----- Data excerpts

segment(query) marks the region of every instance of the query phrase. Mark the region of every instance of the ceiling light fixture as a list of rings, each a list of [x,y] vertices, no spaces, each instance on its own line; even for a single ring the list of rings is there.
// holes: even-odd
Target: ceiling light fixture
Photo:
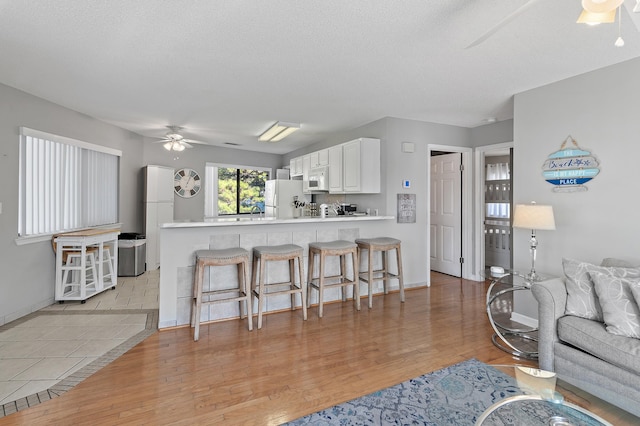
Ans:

----------
----- Data excerpts

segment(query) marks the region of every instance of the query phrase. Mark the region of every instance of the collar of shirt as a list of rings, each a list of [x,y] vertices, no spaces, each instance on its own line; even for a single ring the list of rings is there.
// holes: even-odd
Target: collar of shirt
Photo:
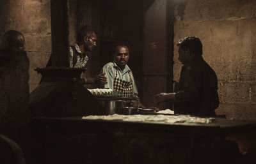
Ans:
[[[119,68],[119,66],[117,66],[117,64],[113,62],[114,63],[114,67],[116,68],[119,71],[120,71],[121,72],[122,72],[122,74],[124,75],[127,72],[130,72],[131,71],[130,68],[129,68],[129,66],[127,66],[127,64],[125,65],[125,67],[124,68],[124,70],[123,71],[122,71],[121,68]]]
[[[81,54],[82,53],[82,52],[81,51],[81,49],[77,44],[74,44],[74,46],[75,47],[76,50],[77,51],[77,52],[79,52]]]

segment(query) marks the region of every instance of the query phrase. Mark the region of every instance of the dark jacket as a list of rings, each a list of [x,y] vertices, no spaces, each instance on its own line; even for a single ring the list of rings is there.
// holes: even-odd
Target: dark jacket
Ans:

----------

▸ Exercise brief
Filter the items above down to the lines that contain the string "Mark", copying each such line in full. Case counts.

▸ Answer to the problem
segment(query) marks the region of every instance of the query phrase. Mark the region of every instance of the ceiling light fixture as a list of rings, each a list of [x,y] vertices, no spaces, each instance on its own line; even for a single ring the list of rings is there.
segment(query) marks the region of every instance of the query phrase. Mark the region of every instance of the collar of shirt as a list of rings, each a list of [x,y] vertices, no spaces, each instance on its own line; even for a single ring the list of rings is there.
segment(query) marks the region of every instance of the query phrase. Mark the region of every instance of the dark jacket as a list of rings, each a list of [x,y] vertices, no spaces, each instance on its own line; even for a single ring the list of rings is there.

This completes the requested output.